Saved entries
= = = =

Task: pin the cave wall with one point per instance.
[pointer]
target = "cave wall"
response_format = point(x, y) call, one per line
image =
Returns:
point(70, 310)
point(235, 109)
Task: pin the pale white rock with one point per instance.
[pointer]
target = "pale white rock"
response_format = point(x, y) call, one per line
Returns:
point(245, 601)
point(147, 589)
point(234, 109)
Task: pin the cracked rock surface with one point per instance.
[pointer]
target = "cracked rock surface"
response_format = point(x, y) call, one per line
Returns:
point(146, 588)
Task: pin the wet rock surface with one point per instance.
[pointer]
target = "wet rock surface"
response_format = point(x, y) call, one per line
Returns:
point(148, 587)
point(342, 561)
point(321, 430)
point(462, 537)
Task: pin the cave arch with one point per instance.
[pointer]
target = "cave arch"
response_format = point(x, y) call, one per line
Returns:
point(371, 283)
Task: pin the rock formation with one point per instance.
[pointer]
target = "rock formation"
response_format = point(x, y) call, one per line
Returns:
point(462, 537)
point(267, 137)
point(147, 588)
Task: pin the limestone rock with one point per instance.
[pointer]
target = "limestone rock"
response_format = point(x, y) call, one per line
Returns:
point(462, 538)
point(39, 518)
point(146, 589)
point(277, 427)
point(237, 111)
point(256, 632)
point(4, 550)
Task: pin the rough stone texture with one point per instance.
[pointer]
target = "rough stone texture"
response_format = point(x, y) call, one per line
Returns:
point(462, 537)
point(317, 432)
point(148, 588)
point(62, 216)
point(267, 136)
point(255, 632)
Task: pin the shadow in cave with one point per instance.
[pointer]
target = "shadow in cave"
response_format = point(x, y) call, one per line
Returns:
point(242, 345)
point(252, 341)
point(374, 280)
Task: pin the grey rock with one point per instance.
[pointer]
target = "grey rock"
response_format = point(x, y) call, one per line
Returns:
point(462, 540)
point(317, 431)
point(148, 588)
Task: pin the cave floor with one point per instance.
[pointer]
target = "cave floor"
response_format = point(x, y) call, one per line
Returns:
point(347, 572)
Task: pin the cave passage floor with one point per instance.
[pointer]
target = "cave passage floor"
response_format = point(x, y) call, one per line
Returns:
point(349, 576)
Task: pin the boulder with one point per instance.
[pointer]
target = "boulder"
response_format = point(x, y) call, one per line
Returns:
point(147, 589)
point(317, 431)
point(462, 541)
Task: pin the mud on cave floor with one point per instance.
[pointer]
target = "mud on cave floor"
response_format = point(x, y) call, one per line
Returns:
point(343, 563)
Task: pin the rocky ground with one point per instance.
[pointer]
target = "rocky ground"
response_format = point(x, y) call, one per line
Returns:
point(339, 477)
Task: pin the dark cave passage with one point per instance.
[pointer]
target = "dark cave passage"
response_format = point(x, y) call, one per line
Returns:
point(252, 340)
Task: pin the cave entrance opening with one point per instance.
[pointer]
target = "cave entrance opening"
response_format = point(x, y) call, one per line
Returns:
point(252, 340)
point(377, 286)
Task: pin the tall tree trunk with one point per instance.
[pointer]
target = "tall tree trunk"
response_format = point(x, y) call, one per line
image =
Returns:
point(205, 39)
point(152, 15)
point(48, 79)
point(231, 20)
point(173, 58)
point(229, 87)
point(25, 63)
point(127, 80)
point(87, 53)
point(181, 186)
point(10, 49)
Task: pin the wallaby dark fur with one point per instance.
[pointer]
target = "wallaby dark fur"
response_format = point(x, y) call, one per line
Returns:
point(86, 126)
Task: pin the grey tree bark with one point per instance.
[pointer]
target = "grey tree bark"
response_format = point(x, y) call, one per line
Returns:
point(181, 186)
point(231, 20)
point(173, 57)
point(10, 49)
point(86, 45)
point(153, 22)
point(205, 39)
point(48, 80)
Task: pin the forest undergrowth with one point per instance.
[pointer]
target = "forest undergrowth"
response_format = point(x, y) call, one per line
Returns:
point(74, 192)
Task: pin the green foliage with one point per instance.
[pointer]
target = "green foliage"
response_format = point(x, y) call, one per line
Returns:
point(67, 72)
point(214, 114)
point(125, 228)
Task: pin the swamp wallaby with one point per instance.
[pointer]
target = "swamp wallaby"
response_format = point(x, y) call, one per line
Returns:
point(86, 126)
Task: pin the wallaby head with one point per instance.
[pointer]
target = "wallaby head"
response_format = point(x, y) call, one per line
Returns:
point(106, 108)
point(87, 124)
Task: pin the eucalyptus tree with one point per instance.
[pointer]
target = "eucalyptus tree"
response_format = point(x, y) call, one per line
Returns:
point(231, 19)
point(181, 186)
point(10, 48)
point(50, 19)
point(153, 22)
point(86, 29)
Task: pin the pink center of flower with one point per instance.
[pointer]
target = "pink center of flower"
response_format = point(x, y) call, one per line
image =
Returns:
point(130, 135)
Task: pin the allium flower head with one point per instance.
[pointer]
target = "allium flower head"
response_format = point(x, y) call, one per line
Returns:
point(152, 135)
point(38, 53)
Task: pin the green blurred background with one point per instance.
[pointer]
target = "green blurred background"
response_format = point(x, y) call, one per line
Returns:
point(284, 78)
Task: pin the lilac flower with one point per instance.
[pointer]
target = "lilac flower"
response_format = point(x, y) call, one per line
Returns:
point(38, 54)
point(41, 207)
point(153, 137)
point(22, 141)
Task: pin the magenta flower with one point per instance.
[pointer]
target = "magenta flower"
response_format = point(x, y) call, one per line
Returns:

= = = =

## Task instructions
Line by line, copy the data above exactly as it reads.

## Result of this task
Task: pin the cave wall with one point per instance.
[pointer]
target = "cave wall"
response_format = point(x, y) call, one per line
image =
Returns:
point(70, 310)
point(235, 109)
Task: pin the pale white rock with one point per instance.
[pointer]
target = "pale white rock"
response_format = point(x, y) call, one per line
Returns:
point(245, 601)
point(147, 589)
point(234, 109)
Task: pin the cracked rock surface with one point per instance.
[pointer]
target = "cracked rock surface"
response_format = point(x, y) call, one per line
Returns:
point(146, 588)
Task: pin the wet rock surface with one point per instance.
[pointer]
target = "wet rock surface"
response_format = point(x, y) call, one per line
Returns:
point(148, 587)
point(342, 561)
point(321, 430)
point(462, 537)
Task: pin the cave arch with one point per instance.
[pointer]
target = "cave arch"
response_format = point(x, y) call, one per line
Returns:
point(371, 283)
Task: pin the rock formation with one point per instance.
[pointer]
target = "rock formation"
response_format = point(x, y) call, one per line
Returns:
point(462, 537)
point(267, 137)
point(147, 588)
Task: pin the limestone rock with one point per instance.
[pointer]
target = "limestone rock"
response_format = point(x, y) call, one per line
Returns:
point(462, 538)
point(39, 518)
point(146, 589)
point(277, 427)
point(237, 111)
point(256, 632)
point(4, 550)
Task: pin the rough stone texture with one point per instance.
[pointer]
target = "rough stone texture"
response_format = point(x, y) call, one per line
Returns:
point(462, 537)
point(317, 432)
point(148, 588)
point(62, 216)
point(267, 136)
point(255, 632)
Task: pin the shadow in cave with one point per instance.
[pointer]
target = "shadow in cave"
response_format = point(x, y) call, one per line
Returns:
point(242, 345)
point(252, 341)
point(374, 280)
Task: pin the grey rock with one point per instance.
[pointer]
target = "grey rock"
response_format = point(x, y) call, one per line
Returns:
point(462, 540)
point(317, 431)
point(148, 588)
Task: pin the cave floor with one point per instance.
[pointer]
target = "cave floor"
response_format = point(x, y) call, one per line
Returns:
point(347, 572)
Task: pin the cave passage floor with one point per instance.
[pointer]
target = "cave passage floor"
response_format = point(x, y) call, one per line
Returns:
point(349, 576)
Task: pin the boulder with one point per instance.
[pointer]
target = "boulder"
response_format = point(x, y) call, one per line
Returns:
point(147, 589)
point(317, 431)
point(462, 541)
Task: pin the mud on cave floor with one point per instance.
[pointer]
target = "mud on cave floor"
response_format = point(x, y) call, one per line
Returns:
point(343, 563)
Task: pin the rocky ground with one point per instance.
[pointer]
target = "rocky ground"
response_format = point(x, y) call, one per line
Returns:
point(339, 477)
Task: pin the dark cave passage with one point per instance.
[pointer]
target = "dark cave passage"
response_format = point(x, y) call, one per line
Returns:
point(252, 340)
Task: pin the cave entrance opening with one point per instance.
[pointer]
target = "cave entrance opening"
response_format = point(x, y) call, one per line
Returns:
point(252, 340)
point(377, 286)
Task: pin the tall tree trunk with one point per instance.
[pointer]
target = "tall tree trunk"
response_format = point(x, y) call, one per line
image =
Returns:
point(205, 39)
point(152, 15)
point(48, 79)
point(231, 20)
point(173, 58)
point(229, 87)
point(25, 63)
point(127, 80)
point(87, 53)
point(181, 186)
point(10, 49)
Task: pin the wallaby dark fur with one point per instance.
[pointer]
target = "wallaby dark fur"
response_format = point(x, y) call, one per line
Returns:
point(86, 126)
Task: pin the grey tree bark with one point per instance.
[pointer]
target = "grey tree bark"
response_format = point(x, y) call, one per line
Returns:
point(181, 186)
point(231, 20)
point(173, 57)
point(10, 49)
point(86, 45)
point(153, 22)
point(205, 39)
point(48, 80)
Task: pin the forest undergrowth with one point per instance.
[pointer]
target = "forest undergrowth"
response_format = point(x, y) call, one per line
Returns:
point(74, 192)
Task: pin the green foliage with one point per instance.
[pointer]
target = "green foliage"
response_format = point(x, y) call, one per line
Returns:
point(67, 72)
point(214, 114)
point(125, 228)
Task: pin the swamp wallaby with one point per instance.
[pointer]
target = "swamp wallaby"
response_format = point(x, y) call, one per line
Returns:
point(86, 126)
Task: pin the wallaby head with one point per instance.
[pointer]
target = "wallaby head"
response_format = point(x, y) call, one per line
Returns:
point(106, 108)
point(87, 124)
Task: pin the eucalyptus tree with one point per instance.
[pointer]
target = "eucalyptus tree"
response_format = point(x, y) call, one per line
Returns:
point(231, 19)
point(181, 186)
point(10, 48)
point(50, 19)
point(153, 22)
point(86, 29)
Task: pin the pink center of flower with one point per instance.
[pointer]
target = "pink center of flower"
response_format = point(x, y) call, one per line
image =
Returns:
point(130, 135)
Task: pin the allium flower head with one point per instance.
[pointer]
target = "allium flower head"
response_format = point(x, y) call, one per line
Returns:
point(152, 135)
point(38, 53)
Task: pin the green blurred background with one point per instance.
[pointer]
target = "green blurred background"
response_format = point(x, y) call, one per line
Returns:
point(284, 78)
Task: pin the lilac flower with one point per instance.
[pointer]
target = "lilac flower"
response_format = point(x, y) call, one per line
Returns:
point(38, 54)
point(41, 207)
point(153, 137)
point(22, 141)
Task: pin the magenta flower with one point per instance.
[pointer]
target = "magenta flower"
response_format = point(x, y) call, one per line
Returns:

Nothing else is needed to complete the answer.